[Extracted data entries]
__________________________________________________

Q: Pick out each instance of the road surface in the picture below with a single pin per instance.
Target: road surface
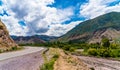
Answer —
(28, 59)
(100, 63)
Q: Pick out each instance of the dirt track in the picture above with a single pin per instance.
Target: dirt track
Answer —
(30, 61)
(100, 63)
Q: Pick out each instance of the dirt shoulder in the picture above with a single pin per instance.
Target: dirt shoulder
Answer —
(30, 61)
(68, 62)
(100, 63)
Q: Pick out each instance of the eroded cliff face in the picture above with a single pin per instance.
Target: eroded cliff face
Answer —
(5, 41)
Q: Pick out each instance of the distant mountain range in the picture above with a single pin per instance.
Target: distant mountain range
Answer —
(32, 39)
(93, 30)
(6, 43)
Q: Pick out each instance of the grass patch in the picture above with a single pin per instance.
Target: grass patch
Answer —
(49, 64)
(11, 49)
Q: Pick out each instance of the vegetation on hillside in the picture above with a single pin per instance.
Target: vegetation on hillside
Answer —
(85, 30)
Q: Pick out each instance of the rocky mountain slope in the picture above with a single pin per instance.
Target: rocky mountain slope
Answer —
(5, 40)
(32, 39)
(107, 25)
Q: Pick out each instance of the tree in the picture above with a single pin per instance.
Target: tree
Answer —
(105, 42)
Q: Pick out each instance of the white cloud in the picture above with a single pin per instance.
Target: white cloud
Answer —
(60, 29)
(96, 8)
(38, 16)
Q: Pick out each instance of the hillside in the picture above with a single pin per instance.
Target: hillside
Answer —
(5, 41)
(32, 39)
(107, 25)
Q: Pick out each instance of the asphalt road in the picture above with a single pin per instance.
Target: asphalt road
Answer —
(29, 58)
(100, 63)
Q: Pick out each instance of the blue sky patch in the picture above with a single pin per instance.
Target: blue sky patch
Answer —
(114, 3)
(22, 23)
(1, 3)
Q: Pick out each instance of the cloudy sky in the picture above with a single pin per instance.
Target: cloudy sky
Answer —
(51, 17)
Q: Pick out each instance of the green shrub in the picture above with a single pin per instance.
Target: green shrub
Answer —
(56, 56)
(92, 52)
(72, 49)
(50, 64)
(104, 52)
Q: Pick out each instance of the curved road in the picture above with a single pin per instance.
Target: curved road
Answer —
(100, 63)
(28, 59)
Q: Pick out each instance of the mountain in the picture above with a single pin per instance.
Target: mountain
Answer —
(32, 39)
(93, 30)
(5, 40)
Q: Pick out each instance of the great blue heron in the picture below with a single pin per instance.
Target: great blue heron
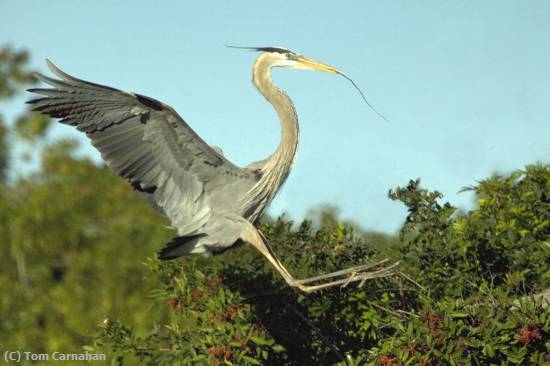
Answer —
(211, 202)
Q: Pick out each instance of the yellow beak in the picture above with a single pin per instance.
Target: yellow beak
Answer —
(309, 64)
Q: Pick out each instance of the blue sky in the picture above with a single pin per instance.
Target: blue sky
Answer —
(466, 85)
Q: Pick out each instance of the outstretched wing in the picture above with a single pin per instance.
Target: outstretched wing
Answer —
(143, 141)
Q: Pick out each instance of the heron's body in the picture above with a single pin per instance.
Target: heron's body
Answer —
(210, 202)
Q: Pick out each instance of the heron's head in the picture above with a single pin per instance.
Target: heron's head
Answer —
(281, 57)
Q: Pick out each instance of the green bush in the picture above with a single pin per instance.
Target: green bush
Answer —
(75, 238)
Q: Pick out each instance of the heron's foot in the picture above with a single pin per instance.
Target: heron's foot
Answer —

__________________________________________________

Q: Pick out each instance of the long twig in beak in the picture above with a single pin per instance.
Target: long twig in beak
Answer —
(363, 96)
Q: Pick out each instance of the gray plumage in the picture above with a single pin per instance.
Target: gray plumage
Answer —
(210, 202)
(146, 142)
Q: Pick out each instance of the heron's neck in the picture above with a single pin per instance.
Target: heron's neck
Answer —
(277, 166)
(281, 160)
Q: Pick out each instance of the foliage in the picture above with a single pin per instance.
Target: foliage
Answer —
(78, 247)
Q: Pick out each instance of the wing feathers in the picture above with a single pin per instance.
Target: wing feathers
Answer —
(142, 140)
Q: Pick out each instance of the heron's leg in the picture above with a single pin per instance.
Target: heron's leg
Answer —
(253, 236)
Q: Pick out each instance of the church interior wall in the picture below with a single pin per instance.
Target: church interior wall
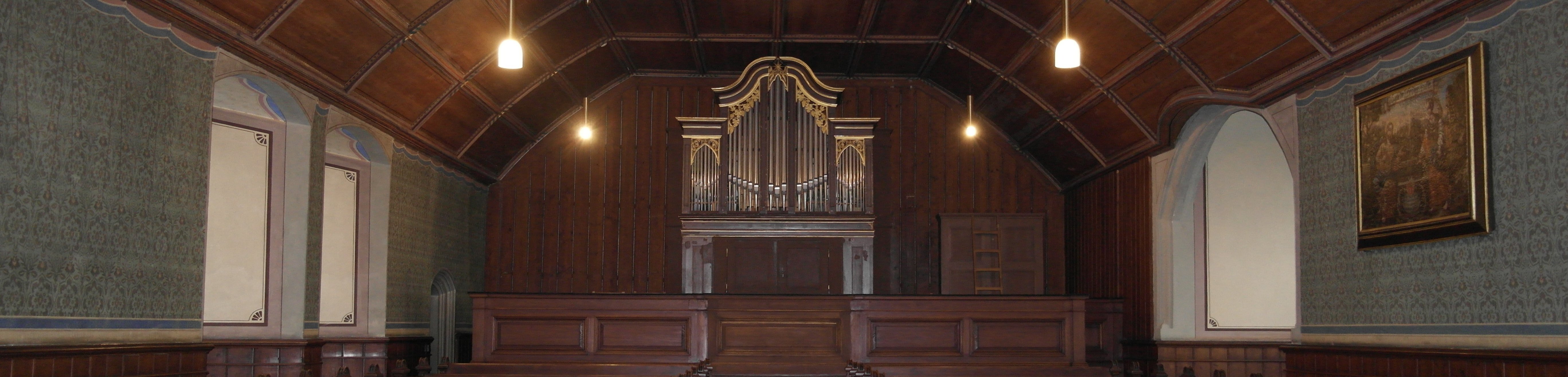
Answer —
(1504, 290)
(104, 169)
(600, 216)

__________________________________________________

Task to complete ->
How many lines of the listing contain the word "mountain"? Reply with the number alone.

Answer to the problem ->
6